In full and without deviation, reproduce the records that follow.

Excerpts from a dataset:
* * *
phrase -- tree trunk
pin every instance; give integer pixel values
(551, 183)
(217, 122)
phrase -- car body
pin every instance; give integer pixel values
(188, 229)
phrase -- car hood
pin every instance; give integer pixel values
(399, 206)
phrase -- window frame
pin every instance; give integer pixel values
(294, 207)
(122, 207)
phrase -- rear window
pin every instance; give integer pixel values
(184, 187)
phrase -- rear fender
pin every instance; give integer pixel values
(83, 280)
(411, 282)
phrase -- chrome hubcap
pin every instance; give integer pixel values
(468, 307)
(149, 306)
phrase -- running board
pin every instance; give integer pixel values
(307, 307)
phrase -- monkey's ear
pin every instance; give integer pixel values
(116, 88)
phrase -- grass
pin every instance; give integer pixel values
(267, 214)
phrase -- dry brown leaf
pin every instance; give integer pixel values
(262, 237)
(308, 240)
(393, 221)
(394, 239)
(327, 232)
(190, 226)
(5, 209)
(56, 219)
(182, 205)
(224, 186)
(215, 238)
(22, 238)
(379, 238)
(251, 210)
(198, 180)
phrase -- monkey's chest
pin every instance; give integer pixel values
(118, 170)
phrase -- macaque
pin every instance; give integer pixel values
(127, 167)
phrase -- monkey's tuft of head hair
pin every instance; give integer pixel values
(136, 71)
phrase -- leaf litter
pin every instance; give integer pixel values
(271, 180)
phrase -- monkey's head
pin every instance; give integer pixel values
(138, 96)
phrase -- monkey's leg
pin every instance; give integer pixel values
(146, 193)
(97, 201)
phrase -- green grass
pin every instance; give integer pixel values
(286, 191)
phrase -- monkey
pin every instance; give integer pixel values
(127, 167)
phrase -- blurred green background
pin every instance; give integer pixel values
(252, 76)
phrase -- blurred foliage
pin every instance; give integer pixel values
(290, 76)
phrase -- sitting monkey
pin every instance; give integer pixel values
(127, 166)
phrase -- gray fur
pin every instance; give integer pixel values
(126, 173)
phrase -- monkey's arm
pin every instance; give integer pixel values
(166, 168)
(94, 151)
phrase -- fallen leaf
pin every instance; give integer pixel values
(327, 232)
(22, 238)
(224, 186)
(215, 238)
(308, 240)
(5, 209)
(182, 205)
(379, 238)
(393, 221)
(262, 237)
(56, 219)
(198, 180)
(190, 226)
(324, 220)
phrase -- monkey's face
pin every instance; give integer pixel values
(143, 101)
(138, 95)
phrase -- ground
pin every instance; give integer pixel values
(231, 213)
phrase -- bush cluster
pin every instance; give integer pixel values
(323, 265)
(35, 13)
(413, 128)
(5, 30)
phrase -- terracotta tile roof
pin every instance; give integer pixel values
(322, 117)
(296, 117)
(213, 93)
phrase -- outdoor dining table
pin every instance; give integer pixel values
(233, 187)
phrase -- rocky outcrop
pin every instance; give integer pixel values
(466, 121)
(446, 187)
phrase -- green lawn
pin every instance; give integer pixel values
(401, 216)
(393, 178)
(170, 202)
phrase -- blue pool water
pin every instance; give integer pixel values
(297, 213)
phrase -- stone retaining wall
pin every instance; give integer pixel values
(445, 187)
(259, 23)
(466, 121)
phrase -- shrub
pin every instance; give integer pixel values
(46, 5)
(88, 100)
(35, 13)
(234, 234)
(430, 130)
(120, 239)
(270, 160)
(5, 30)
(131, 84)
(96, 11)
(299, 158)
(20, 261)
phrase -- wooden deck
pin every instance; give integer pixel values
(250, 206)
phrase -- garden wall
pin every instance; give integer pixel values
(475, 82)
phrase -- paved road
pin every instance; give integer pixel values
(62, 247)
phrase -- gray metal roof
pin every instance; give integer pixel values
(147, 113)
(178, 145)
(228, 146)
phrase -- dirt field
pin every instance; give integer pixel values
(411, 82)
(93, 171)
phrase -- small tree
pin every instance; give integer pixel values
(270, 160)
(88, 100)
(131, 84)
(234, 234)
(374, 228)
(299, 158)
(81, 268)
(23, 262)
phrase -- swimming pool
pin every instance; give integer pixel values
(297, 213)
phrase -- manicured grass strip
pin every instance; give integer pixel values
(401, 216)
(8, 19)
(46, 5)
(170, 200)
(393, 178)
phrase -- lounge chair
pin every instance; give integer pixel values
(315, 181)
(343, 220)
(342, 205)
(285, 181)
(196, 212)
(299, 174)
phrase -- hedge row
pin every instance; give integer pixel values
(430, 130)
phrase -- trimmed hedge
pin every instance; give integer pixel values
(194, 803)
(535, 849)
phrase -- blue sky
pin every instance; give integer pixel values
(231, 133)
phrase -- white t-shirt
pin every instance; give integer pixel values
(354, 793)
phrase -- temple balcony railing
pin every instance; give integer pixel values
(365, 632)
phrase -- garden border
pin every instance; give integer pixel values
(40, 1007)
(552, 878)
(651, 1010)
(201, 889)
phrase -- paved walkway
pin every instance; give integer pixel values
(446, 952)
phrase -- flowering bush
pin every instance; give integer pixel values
* * *
▶ Answer section
phrase -- tree trunk
pin every instance; give integer pixel values
(551, 183)
(217, 122)
phrase -- car body
pin every instance; give integer pixel values
(188, 229)
phrase -- car hood
pin every instance; give integer pixel values
(399, 206)
phrase -- window frame
pin every instance; give integer pixel values
(294, 207)
(122, 207)
phrase -- rear window
pin every instance; give integer pixel values
(184, 187)
phrase -- rear fender
pin every instance; give integer pixel values
(83, 280)
(411, 282)
phrase -- chrome hubcap
pin every instance; give integer pixel values
(468, 307)
(149, 306)
phrase -- running board
pin every instance; give integer pixel values
(307, 307)
phrase -- monkey's ear
pin every instance; give integer pixel values
(116, 88)
phrase -- grass
pin every instance; give integer pixel values
(267, 214)
phrase -- dry brown leaf
pin every instance; give integer pixel values
(262, 237)
(308, 240)
(393, 221)
(394, 239)
(327, 232)
(190, 226)
(5, 209)
(56, 219)
(182, 205)
(224, 186)
(215, 238)
(22, 238)
(379, 238)
(251, 210)
(198, 180)
phrase -- monkey's chest
pin every instance; give integer pixel values
(118, 170)
phrase -- macaque
pin every instance; give integer pixel values
(127, 167)
phrase -- monkey's tuft of head hair
pin every instance; give integer pixel values
(136, 71)
phrase -- leaf litter
pin every instance; give integer pixel values
(271, 180)
phrase -- monkey's head
pin every instance; give integer pixel values
(138, 96)
phrase -- monkey's leg
pin every instance; give integer pixel values
(146, 193)
(97, 201)
phrase -- green grass
pin every instance; give integer pixel values
(286, 191)
phrase -- monkey
pin every instance; give integer pixel values
(127, 167)
phrase -- blurred green background
pin every instance; give integer pixel values
(252, 76)
phrase -- blurred foliage
pin every instance; give integer pixel values
(290, 76)
phrase -- sitting monkey
pin every instance; give integer pixel values
(127, 166)
phrase -- gray fur
pin every instance; give integer pixel values
(126, 173)
phrase -- monkey's arm
pin every instance; give integer pixel values
(166, 168)
(94, 151)
phrase -- fallen leaf
pin every instance; give integer pixel values
(327, 232)
(22, 238)
(224, 186)
(215, 238)
(308, 240)
(5, 209)
(182, 205)
(379, 238)
(393, 221)
(262, 237)
(56, 219)
(198, 180)
(190, 226)
(324, 220)
phrase -- monkey's face
pin every instance; give integer pixel values
(143, 101)
(138, 95)
phrase -- ground
pin every instance; give integer pixel values
(231, 213)
phrase -- bush cluster
pin every instance; give integer pixel values
(323, 265)
(35, 13)
(413, 128)
(5, 30)
phrase -- terracotta tile roof
pin every instance; give integer pixel values
(322, 117)
(296, 117)
(213, 93)
phrase -- outdoor dining table
pin every instance; give integer pixel values
(233, 187)
phrase -- rocky outcrop
pin every instance; give integer pixel values
(466, 121)
(446, 187)
phrase -- green lawn
pin every instance; give integer pixel values
(401, 216)
(393, 178)
(170, 202)
phrase -- blue pool water
pin every instance; give integer pixel values
(297, 213)
phrase -- stone retaining wall
pin every instance; give integer pixel values
(445, 187)
(259, 23)
(466, 121)
phrase -- shrub
pin every instance; give integer pixel values
(46, 5)
(88, 100)
(35, 13)
(234, 234)
(430, 130)
(120, 239)
(270, 160)
(5, 30)
(131, 84)
(96, 11)
(299, 158)
(20, 261)
phrase -- wooden deck
pin every instance; give integer pixel values
(250, 206)
phrase -- garden wall
pin every instance; give integer pixel values
(475, 82)
phrase -- paved road
pin every instance; give integer pixel values
(62, 247)
phrase -- gray metal roof
pin every instance; give integer pixel values
(147, 113)
(178, 145)
(228, 146)
phrase -- dirt field
pin every instance; give integer pixel values
(411, 82)
(93, 171)
phrase -- small tree
pin every instance; give integer pixel values
(270, 160)
(88, 100)
(131, 84)
(234, 234)
(374, 228)
(299, 158)
(81, 268)
(23, 262)
phrase -- swimming pool
pin every instance; give integer pixel values
(297, 213)
phrase -- manicured grass strip
pin every instance; give integer pixel values
(401, 216)
(8, 19)
(46, 5)
(170, 200)
(393, 178)
phrase -- lounge chair
pin every instance; give integer pixel values
(315, 181)
(343, 220)
(342, 205)
(285, 181)
(196, 212)
(299, 174)
phrase -- hedge row
pin every instance; give integer pixel values
(430, 130)
phrase -- trimmed hedge
pin every instance; give integer pixel values
(194, 803)
(535, 849)
phrase -- blue sky
pin every instance; give integer pixel values
(231, 133)
phrase -- white t-shirt
pin every instance; give integer pixel values
(354, 793)
phrase -- temple balcony railing
pin every instance; give integer pixel values
(365, 632)
phrase -- garden border
pin every instance; give integer pixel values
(40, 1007)
(552, 878)
(651, 1010)
(201, 889)
phrase -- paved walkway
pin every instance; give integer pixel values
(446, 952)
phrase -- flowering bush
pin every instance; give integer pixel values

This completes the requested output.